**Exercise**
Without changing a character, return the entries, but not the images they hold.

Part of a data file
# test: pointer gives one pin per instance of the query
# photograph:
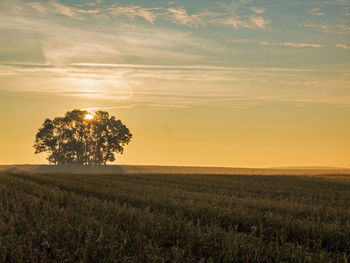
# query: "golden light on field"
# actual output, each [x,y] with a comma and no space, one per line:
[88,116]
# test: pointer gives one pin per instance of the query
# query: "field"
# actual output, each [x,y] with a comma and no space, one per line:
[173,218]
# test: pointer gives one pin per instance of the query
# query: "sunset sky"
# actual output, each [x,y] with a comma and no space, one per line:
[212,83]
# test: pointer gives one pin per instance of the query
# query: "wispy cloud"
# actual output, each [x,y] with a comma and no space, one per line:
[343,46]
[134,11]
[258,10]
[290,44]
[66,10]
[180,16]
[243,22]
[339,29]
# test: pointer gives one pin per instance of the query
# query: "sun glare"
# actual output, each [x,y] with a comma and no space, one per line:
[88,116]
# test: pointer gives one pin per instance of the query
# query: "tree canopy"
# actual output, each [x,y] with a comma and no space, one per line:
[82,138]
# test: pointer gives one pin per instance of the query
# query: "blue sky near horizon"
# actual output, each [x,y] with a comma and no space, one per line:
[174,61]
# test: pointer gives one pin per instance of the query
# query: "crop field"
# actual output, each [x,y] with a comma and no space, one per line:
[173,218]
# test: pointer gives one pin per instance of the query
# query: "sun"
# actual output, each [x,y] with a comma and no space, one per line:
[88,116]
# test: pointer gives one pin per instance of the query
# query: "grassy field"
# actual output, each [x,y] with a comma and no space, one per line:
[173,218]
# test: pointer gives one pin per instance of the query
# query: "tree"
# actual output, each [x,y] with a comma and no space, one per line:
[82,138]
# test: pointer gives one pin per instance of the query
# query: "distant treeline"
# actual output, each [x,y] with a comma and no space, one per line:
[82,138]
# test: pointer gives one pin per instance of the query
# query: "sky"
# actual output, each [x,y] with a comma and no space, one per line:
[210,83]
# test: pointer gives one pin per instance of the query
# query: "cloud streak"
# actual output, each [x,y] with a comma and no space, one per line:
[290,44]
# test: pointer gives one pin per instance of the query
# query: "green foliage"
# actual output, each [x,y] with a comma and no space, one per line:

**Exercise response**
# test: pointer gives one pin per instance of the query
# photograph:
# query: "golden light on field"
# actual output, each [x,y] with a comma and no space, one per line:
[88,116]
# test: pointer gives one pin per instance of the query
# query: "field"
# actual output, each [x,y] with a comma and no space, one per line:
[173,218]
# test: pointer gives one pin per instance of the query
# query: "sunset sky"
# actual output, each [x,y] with a comma and no space, one per line:
[212,83]
# test: pointer gives one pin per instance of the query
# query: "wispy cloud"
# actual output, each [x,y] with a comma and no space, one per line:
[343,46]
[134,11]
[258,10]
[290,44]
[66,10]
[180,16]
[243,22]
[339,29]
# test: pointer gives one pin per instance of the query
# query: "sun glare"
# actual output, each [x,y] with a comma and no space, one per line:
[88,116]
# test: pointer gives one pin per instance of the query
# query: "tree canopy"
# actual output, each [x,y] with a comma and no space, one per line:
[82,138]
# test: pointer gives one pin per instance of the query
# query: "blue sky near horizon"
# actual output, each [x,y] with a comma and no space, one per line:
[174,61]
# test: pointer gives one pin per instance of the query
# query: "crop field"
# actual output, each [x,y] with a comma and no space, one per line:
[173,218]
# test: pointer gives one pin per instance of the query
# query: "sun"
# actual output, each [x,y] with a comma and no space, one per line:
[88,116]
# test: pointer gives one pin per instance of the query
# query: "grassy field"
# actual output, each [x,y] with a comma and no space, one per line:
[173,218]
# test: pointer gives one pin per instance of the query
# query: "tree"
# actual output, each [x,y] with a comma and no space, one per line:
[82,138]
# test: pointer gives one pin per instance of the query
# query: "distant treeline"
# actual output, each [x,y] with a comma and no space, one per line:
[82,138]
# test: pointer gives one pin per instance of the query
# query: "sky"
# actual output, each [x,y] with a comma and no space, one per line:
[210,83]
# test: pointer gives one pin per instance of the query
# query: "cloud streak"
# actual output, each [x,y] with a comma and no space, one per line:
[290,44]
# test: pointer gives one pin per instance of the query
# query: "green foliage"
# actual output, each [x,y] with a comma and no space, one per line:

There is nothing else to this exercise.